JOB →
Extract each line of the data and write it out again exactly.

SUPPLIED DATA →
----------------------------------------

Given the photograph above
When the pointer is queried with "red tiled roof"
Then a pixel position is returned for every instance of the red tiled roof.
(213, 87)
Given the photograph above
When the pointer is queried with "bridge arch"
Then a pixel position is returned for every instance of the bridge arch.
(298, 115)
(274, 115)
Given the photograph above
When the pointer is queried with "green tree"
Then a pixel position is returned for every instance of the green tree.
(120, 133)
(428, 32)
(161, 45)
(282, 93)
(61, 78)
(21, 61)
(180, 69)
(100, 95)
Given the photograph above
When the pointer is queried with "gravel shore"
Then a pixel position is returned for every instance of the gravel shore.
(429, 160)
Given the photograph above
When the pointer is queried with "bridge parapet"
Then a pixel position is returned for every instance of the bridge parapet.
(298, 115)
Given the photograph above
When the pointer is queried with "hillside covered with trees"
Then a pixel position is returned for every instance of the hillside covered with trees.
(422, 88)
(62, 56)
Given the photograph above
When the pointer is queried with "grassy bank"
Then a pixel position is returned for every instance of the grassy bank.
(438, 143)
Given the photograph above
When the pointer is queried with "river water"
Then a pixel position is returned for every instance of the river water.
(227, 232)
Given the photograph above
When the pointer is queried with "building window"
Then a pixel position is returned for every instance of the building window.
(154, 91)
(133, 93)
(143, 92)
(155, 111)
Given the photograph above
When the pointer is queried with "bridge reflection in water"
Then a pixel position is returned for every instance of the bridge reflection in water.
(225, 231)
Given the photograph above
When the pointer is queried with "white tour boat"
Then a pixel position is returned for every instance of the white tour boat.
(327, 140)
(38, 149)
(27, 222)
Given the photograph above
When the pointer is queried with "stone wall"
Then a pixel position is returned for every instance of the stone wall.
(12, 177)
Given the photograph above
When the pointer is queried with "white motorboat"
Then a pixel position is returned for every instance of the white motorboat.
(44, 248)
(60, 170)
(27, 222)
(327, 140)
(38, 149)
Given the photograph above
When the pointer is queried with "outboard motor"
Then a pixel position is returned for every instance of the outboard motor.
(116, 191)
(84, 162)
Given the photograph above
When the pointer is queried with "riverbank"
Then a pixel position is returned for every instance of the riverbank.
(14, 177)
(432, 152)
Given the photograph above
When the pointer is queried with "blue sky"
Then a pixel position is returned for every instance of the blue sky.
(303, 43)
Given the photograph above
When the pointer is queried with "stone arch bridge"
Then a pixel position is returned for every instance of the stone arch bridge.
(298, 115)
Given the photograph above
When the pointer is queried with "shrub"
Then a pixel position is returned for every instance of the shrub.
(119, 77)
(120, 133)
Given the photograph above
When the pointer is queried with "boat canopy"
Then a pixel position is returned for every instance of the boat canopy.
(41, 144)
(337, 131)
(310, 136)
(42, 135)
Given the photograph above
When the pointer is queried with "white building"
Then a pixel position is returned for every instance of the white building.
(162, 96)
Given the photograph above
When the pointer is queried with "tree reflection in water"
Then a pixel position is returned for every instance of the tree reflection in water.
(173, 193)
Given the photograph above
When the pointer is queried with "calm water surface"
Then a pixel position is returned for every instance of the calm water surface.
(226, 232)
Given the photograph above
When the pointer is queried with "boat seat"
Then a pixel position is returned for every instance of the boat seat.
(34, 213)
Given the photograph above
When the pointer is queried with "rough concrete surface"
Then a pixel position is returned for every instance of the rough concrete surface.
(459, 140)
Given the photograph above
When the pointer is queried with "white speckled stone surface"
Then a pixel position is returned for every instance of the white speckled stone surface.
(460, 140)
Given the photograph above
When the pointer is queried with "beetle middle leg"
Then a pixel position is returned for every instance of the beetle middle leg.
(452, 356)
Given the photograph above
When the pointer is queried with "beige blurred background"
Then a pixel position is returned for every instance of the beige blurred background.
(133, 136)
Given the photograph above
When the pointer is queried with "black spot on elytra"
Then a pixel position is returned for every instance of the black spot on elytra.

----------------------------------------

COMPLETE RESPONSE →
Given the photograph above
When the pointer is queried with "red tiled roof"
Then a pixel position is returned for every instance of the red tiled roof.
(213, 87)
Given the photograph above
When the pointer is queried with "bridge arch"
Then a pixel position is returned for every instance of the bridge arch.
(298, 115)
(274, 115)
Given the photograph above
When the pointer is queried with "green tree"
Then a pixel position is returned for every instance of the green tree.
(120, 133)
(428, 32)
(161, 45)
(282, 93)
(61, 78)
(21, 61)
(180, 69)
(100, 95)
Given the photograph above
When the pointer is queried with "gravel shore"
Then a pixel position is returned for every instance of the gravel shore.
(429, 160)
Given the photograph above
When the pointer is queried with "bridge parapet"
Then a pixel position is returned for every instance of the bridge parapet.
(298, 115)
Given the photograph above
When the pointer is queried with "hillside covered with trees"
Then a pixel position is returned for every instance of the hillside covered with trees.
(422, 88)
(62, 56)
Given the photograph above
When the pointer is queried with "grassy bank"
Then a pixel position is returned for every instance of the grassy bank.
(438, 143)
Given the photograph above
When the pointer is queried with "river water"
Then a pixel position is returned for every instance of the river water.
(227, 232)
Given the photograph above
When the pointer is queried with "building window"
Then a pixel position is returned for every instance of the building window.
(154, 91)
(133, 93)
(143, 92)
(155, 111)
Given the photograph above
When the pointer is queried with "bridge reflection in water"
Then a pixel position is returned for every instance of the bridge reflection in water.
(225, 231)
Given the photograph above
When the pointer is queried with "white tour boat"
Then a pixel position is returned for every instance of the white tour boat.
(327, 140)
(38, 149)
(27, 222)
Given the photograph above
When the pointer is queried with "stone wall"
Then a pixel position is returned for every instance of the stone wall.
(12, 177)
Given the photograph above
When the pointer is queried with "white motorboat"
Then a pixel position is returned for every instance of the white motorboat.
(44, 248)
(60, 170)
(27, 222)
(327, 140)
(38, 149)
Given the photograph above
When the pointer is queried with "outboard motor"
Then a pixel position is returned for every instance of the outboard motor.
(116, 191)
(84, 162)
Given the photograph above
When the pointer is queried with "riverbank"
Then a pixel position is returned for every instance of the riverbank.
(14, 177)
(432, 152)
Given the photograph above
When the pointer is queried with "blue sky"
Then a pixel position is returned for every instance of the blue sky.
(303, 43)
Given the photograph above
When the pointer is queried with "stone arch bridge"
Then a pixel position is returned for every instance of the stone arch bridge.
(298, 115)
Given the photograph above
When the pointer is queried with "shrub"
Then a pixel position is returned for every instance of the shrub.
(119, 77)
(120, 133)
Given the photograph above
When the pointer is queried with "boat canopy"
Then a pixel position is returned for every instance of the boat canopy.
(41, 144)
(337, 131)
(310, 136)
(42, 135)
Given the photograph above
When the pointer is queried with "white building"
Then a pixel position is returned for every instance of the white building.
(162, 96)
Given the photograph above
When the pointer is queried with "tree reflection in water"
Then a pixel position is returned for every instance of the tree reflection in water.
(173, 193)
Given the photograph above
When the pointer is queried with "calm water surface"
Then a pixel position is returned for every instance of the calm water surface.
(226, 232)
Given the photograph above
When the pointer is queried with "boat seat"
Then a pixel position is returned for every instance of the boat seat.
(34, 213)
Given the photograph above
When the pointer is queried with "rough concrete surface"
Then a pixel position is returned for every instance of the rough concrete surface.
(459, 140)
Given the photograph above
When the pointer is queried with "white speckled stone surface"
Then a pixel position is returned for every instance of the white speckled stone surface.
(460, 140)
Given the photograph above
When the pointer is queried with "beetle middle leg"
Then a pixel position is returned for every instance of the beetle middle leg.
(452, 356)
Given the photograph above
When the pointer is queried with "beige blurred background"
Then a pixel position is returned for every instance of the beige blurred background.
(133, 136)
Given the photograph above
When the pointer is queried with "black spot on elytra"
Then a pixel position is returned for every instance of the black spot on elytra.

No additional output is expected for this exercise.